━━━━━ INFORMATION SHOWN ━━━━━

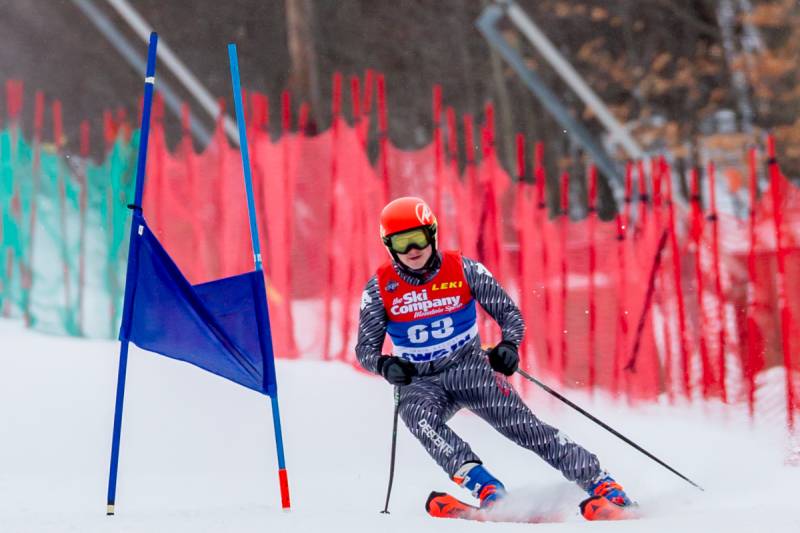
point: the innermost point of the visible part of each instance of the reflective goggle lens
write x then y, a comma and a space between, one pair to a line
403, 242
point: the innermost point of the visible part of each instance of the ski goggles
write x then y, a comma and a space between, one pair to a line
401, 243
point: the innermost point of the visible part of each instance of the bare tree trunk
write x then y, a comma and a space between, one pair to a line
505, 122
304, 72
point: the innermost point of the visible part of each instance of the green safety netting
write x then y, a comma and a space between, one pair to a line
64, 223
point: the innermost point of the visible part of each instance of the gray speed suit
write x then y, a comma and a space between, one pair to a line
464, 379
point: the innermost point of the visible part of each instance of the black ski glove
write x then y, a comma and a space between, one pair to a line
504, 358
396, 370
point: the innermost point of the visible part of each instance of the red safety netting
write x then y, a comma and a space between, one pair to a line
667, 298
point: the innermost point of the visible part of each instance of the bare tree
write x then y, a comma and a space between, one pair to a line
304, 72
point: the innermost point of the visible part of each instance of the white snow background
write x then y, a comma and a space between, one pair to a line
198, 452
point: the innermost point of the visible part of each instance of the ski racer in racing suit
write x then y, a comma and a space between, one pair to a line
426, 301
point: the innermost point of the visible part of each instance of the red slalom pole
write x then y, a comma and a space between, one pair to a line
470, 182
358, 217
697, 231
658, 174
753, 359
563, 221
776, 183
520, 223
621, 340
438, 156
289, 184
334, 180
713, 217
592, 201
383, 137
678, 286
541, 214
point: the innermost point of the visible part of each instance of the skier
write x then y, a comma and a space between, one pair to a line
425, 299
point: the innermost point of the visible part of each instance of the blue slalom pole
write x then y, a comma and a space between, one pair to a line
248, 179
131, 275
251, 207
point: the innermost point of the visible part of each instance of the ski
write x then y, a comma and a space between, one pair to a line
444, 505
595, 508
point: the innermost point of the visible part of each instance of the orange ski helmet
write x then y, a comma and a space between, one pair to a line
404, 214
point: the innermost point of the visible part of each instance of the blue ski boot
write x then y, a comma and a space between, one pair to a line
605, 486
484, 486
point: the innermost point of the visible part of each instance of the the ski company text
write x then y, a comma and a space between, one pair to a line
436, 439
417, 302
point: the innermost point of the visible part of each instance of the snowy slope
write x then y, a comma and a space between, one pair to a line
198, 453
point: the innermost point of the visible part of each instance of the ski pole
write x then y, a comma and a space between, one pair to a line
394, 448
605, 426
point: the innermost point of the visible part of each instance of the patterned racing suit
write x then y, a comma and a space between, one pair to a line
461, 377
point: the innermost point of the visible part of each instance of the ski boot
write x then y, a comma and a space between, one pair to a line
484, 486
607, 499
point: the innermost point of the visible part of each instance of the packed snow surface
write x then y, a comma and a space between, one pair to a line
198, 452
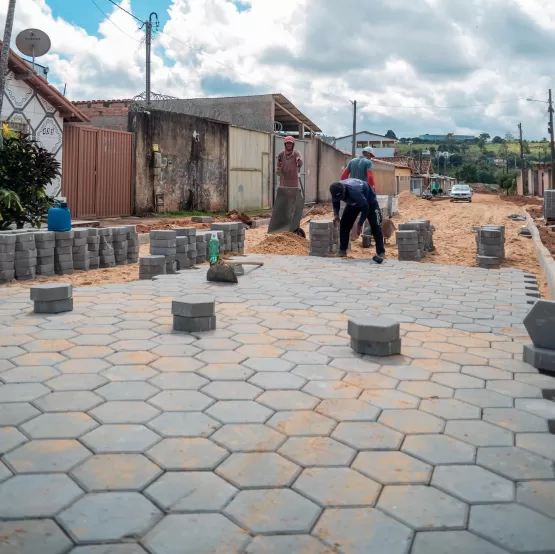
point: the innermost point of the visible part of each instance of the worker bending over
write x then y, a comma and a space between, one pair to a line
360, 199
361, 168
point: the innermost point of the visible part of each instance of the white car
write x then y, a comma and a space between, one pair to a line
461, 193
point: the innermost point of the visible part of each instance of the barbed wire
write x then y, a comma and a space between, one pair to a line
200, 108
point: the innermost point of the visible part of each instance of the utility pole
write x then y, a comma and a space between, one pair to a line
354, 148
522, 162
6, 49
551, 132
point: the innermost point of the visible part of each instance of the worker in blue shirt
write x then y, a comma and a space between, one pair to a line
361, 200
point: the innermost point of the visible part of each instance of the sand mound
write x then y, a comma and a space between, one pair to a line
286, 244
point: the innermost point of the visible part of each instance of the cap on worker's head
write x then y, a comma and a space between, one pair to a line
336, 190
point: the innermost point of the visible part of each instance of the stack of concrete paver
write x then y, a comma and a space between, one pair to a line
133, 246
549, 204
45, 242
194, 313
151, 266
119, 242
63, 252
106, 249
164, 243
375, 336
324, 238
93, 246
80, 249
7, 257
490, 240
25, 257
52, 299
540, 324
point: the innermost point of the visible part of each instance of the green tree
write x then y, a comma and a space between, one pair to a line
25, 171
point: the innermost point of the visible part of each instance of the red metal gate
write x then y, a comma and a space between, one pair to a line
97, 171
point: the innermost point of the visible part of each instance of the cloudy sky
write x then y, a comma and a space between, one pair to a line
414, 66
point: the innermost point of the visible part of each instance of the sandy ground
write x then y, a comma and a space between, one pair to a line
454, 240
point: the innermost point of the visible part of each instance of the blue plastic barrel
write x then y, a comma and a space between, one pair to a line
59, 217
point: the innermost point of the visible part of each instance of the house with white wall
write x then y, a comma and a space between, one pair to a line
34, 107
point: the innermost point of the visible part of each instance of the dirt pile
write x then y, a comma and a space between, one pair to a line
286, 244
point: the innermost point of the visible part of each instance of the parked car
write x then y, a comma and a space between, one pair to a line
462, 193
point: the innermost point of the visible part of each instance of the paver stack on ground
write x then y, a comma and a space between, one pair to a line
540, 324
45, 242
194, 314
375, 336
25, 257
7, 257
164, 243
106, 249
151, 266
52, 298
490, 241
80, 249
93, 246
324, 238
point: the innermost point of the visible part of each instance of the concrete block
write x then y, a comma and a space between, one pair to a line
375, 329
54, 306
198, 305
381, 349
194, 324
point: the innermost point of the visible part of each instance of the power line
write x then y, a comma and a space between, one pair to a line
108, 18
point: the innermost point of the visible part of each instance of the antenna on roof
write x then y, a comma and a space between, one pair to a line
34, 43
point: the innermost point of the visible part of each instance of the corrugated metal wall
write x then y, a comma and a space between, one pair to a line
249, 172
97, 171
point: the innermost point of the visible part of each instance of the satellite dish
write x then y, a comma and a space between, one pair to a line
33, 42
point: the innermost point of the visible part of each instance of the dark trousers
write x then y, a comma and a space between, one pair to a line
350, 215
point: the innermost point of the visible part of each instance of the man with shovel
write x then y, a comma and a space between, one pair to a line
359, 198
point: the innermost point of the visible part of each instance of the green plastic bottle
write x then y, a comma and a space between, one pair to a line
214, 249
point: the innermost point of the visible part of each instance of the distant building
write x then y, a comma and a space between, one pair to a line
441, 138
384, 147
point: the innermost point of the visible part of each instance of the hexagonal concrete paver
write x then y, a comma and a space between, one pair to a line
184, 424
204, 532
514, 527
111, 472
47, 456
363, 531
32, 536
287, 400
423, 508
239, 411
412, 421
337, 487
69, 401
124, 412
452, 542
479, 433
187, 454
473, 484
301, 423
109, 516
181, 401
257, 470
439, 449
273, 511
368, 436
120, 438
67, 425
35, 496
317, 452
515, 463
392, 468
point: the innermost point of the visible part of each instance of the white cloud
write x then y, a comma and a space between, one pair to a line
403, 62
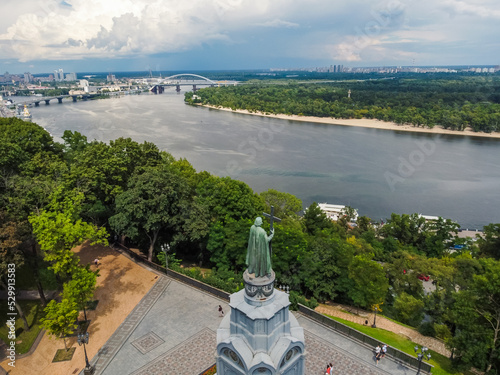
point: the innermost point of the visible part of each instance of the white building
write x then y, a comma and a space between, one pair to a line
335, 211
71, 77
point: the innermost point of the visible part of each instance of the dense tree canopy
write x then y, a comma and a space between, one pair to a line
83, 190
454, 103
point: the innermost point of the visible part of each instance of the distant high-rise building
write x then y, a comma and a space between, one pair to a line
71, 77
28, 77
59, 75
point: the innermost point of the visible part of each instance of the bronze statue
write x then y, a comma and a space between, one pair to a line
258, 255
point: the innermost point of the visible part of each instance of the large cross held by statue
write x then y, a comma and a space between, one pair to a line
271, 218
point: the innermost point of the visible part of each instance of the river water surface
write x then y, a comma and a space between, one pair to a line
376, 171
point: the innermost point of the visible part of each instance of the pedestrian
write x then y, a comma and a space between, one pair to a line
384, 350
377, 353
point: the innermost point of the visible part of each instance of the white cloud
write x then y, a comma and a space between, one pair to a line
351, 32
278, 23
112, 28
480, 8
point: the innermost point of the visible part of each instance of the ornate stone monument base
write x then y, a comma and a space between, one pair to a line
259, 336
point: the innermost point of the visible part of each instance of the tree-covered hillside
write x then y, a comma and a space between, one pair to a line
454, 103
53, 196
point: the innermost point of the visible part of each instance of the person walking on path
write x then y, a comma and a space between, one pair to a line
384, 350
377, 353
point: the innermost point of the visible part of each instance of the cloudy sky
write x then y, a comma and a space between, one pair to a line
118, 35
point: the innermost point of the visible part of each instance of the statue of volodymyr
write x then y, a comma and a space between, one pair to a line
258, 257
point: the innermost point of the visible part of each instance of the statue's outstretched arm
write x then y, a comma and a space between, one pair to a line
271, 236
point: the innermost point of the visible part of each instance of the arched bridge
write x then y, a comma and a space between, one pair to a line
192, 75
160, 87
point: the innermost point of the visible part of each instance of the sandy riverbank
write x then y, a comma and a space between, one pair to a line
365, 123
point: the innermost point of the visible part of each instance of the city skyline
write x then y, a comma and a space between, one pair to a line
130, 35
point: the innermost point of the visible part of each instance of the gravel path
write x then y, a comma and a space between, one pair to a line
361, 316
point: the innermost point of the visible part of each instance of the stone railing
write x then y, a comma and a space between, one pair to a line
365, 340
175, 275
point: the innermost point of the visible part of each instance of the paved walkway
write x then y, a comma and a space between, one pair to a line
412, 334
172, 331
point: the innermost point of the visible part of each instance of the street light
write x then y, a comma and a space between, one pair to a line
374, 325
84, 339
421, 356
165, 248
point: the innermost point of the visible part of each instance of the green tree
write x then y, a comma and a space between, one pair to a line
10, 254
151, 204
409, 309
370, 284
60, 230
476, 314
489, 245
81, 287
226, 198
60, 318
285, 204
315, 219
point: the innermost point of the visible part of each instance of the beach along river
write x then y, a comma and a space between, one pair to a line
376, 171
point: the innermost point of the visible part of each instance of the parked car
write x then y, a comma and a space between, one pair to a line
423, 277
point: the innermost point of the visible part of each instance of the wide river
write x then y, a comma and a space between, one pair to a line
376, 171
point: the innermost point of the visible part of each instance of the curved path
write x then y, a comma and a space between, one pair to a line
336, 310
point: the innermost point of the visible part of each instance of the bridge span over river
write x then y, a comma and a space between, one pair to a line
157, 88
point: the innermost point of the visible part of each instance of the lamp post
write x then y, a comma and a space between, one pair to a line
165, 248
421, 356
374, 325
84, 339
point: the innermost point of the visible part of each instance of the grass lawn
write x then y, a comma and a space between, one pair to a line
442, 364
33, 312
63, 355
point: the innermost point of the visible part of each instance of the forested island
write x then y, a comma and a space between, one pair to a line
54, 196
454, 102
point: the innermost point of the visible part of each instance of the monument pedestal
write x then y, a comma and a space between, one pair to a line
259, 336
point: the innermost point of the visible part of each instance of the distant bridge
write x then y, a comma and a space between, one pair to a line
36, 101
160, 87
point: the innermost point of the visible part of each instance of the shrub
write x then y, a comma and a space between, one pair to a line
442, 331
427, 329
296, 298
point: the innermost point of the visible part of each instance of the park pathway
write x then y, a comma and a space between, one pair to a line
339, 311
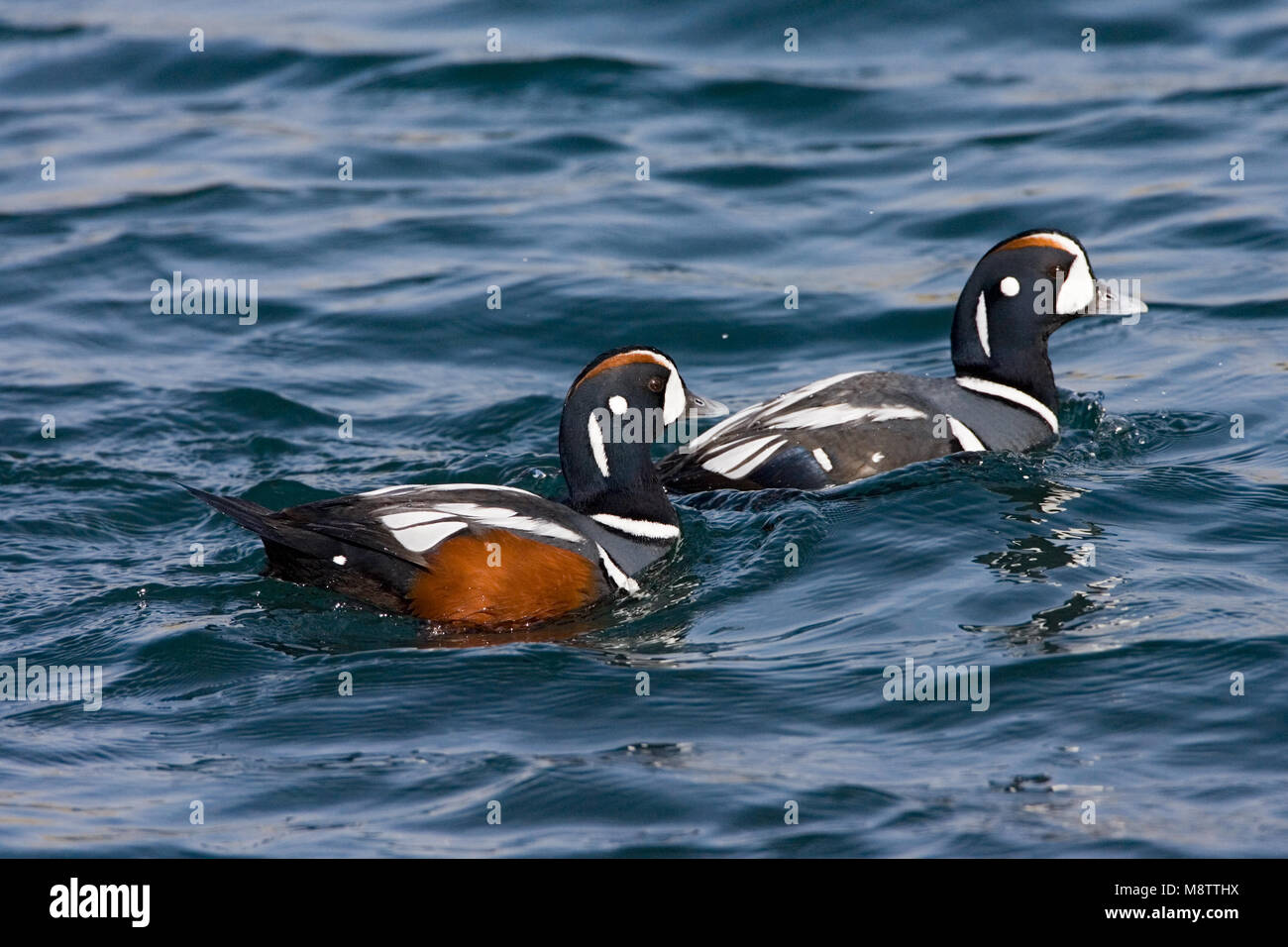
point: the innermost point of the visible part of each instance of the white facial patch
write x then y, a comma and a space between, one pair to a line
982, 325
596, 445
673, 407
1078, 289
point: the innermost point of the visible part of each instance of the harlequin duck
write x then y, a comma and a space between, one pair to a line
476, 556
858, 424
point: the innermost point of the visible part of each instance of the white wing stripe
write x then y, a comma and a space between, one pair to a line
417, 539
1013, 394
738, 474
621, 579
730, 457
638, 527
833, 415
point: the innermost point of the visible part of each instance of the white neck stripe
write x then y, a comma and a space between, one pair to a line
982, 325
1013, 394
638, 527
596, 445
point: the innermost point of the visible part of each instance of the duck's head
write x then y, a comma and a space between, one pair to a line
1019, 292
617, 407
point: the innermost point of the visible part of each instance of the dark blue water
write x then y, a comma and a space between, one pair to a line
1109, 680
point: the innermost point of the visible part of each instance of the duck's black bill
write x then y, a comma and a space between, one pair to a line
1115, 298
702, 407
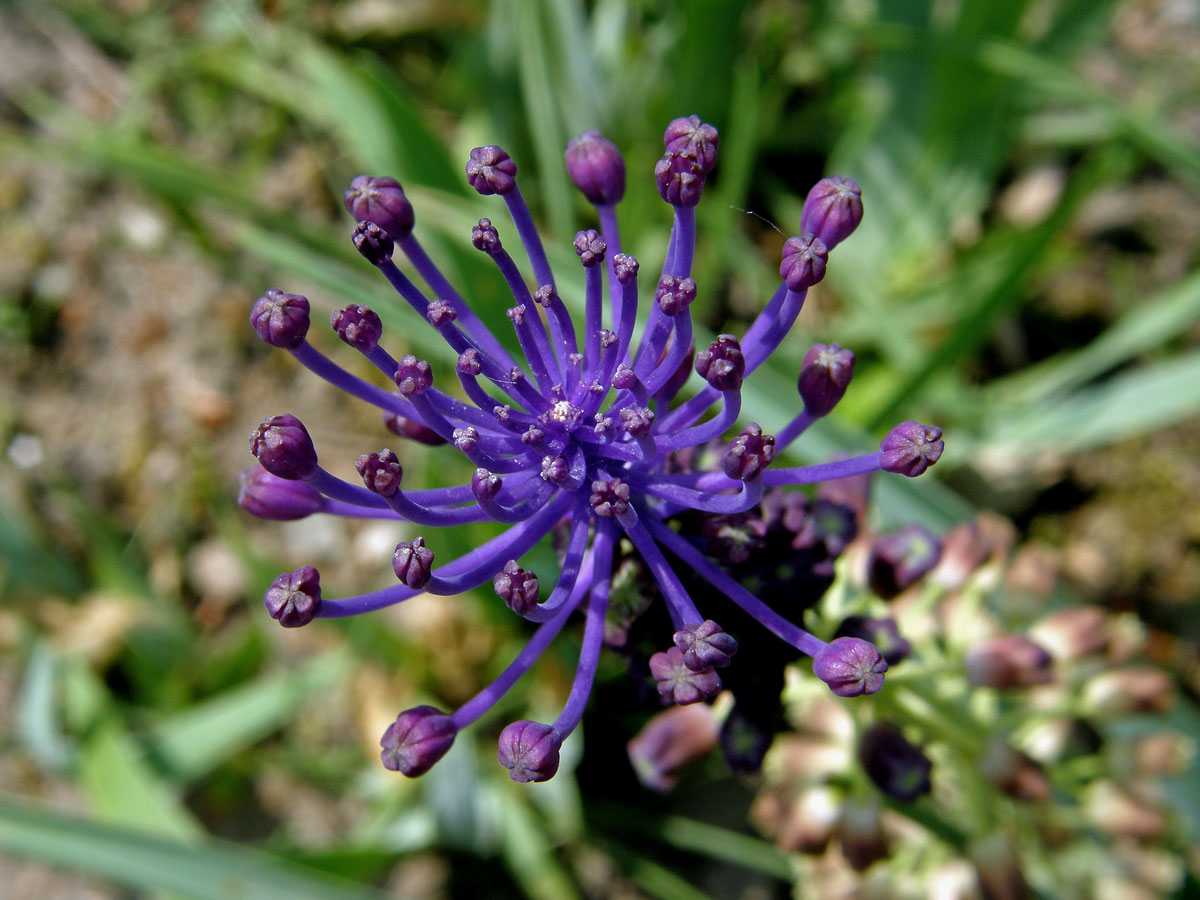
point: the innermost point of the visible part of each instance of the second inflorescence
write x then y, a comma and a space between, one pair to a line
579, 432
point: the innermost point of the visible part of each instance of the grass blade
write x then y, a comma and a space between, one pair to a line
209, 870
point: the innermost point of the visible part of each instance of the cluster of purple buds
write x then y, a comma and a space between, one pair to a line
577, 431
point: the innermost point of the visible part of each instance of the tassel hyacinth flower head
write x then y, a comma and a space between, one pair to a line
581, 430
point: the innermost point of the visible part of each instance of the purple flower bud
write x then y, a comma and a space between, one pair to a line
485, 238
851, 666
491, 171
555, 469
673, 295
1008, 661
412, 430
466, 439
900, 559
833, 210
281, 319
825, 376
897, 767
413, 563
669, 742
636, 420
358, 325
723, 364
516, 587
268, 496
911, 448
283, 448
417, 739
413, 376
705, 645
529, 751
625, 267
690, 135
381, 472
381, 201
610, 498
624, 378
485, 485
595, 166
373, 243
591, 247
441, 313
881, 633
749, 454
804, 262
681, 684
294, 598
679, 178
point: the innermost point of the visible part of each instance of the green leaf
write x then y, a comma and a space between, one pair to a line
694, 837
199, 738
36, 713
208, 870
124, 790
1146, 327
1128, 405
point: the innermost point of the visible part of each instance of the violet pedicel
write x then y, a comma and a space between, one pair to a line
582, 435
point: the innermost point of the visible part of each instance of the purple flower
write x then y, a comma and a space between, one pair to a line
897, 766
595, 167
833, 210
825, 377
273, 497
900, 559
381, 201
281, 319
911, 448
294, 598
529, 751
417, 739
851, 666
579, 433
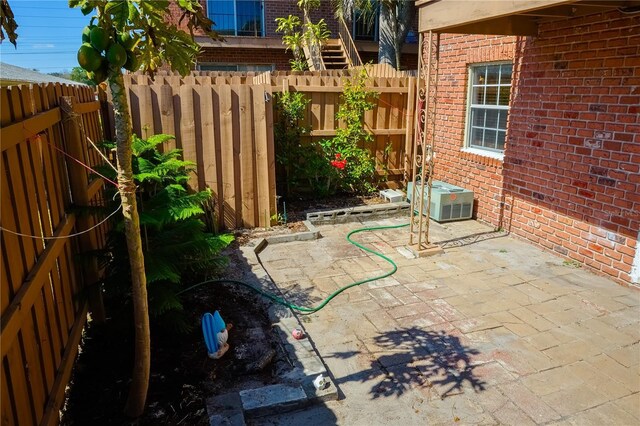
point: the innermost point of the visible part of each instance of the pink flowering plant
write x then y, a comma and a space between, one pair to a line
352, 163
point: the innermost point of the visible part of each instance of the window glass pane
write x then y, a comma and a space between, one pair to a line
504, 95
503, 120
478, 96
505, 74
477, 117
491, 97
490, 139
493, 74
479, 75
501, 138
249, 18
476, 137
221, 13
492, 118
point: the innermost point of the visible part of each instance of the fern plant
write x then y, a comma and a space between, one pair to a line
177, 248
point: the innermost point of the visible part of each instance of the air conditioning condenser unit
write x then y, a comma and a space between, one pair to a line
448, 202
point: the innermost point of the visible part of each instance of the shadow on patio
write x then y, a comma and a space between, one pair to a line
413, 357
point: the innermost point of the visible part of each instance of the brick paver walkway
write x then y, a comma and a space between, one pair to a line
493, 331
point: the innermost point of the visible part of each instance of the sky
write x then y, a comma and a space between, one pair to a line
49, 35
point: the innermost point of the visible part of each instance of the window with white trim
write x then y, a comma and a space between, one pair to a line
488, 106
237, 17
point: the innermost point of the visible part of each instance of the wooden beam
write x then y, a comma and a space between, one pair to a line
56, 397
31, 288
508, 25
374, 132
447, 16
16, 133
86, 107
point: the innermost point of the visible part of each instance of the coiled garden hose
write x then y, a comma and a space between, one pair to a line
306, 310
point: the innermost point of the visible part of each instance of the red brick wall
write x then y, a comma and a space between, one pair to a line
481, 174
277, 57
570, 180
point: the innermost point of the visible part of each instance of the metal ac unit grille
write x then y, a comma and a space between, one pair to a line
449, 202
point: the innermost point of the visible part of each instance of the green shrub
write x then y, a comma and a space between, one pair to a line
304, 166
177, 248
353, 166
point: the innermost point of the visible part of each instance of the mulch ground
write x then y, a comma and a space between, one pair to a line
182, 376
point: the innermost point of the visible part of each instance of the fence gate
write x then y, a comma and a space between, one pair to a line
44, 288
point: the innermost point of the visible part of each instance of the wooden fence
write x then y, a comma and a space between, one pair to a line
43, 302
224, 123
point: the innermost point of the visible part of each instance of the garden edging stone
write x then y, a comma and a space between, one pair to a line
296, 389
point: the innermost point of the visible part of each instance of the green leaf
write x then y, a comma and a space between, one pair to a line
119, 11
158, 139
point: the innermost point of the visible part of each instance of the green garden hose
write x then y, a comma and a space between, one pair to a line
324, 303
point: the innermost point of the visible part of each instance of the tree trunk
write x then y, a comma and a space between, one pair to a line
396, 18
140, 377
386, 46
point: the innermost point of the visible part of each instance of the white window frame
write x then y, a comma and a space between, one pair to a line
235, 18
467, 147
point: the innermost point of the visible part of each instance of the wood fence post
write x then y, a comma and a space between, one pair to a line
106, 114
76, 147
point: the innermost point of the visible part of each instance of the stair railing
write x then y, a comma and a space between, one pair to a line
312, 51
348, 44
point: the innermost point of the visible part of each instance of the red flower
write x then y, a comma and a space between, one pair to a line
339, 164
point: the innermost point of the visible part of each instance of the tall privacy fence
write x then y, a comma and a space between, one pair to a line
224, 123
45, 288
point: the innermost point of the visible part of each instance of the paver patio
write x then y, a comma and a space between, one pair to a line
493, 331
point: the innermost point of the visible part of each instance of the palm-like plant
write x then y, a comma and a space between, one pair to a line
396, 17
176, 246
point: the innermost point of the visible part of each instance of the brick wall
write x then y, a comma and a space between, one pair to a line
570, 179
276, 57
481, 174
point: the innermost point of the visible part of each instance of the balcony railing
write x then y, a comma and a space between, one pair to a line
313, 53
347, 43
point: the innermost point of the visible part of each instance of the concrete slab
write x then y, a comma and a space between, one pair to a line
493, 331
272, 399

━━━━━

PROBLEM TO SOLVE: Arrange everything from the line containing "tall privacy fence" down to the end of the entries as a JSON list of strings, one string per line, with blank lines left out.

REPLY TO THE EXERCISE:
[
  "point: the innermost point of the visible part of each instance of the tall privacy fence",
  "write x then y, a comma and a space between, one pair to a line",
  "224, 123",
  "45, 288",
  "point: the innermost point of the visible part of each instance of the paver patio",
  "write x then y, a comma and a space between, one pair to a line",
  "493, 331",
  "point: the innermost point of the visible part of each instance of the palm-like plant",
  "write x then y, a comma and a space between, one pair to a line",
  "396, 17",
  "176, 246",
  "point: the innermost point of the visible part of each instance of the brick wall",
  "write x then y, a comma and a space between, one pair to a line",
  "570, 179",
  "276, 57",
  "481, 174",
  "point: the innermost point of the visible part of each instance of the balcony railing",
  "write x then y, a comma and a space between, one pair to a line",
  "313, 53",
  "347, 43",
  "point: the innermost point of the visible part of each instance of the concrete slab",
  "write x then y, a comma and a space between, one pair to a line",
  "493, 331",
  "272, 399"
]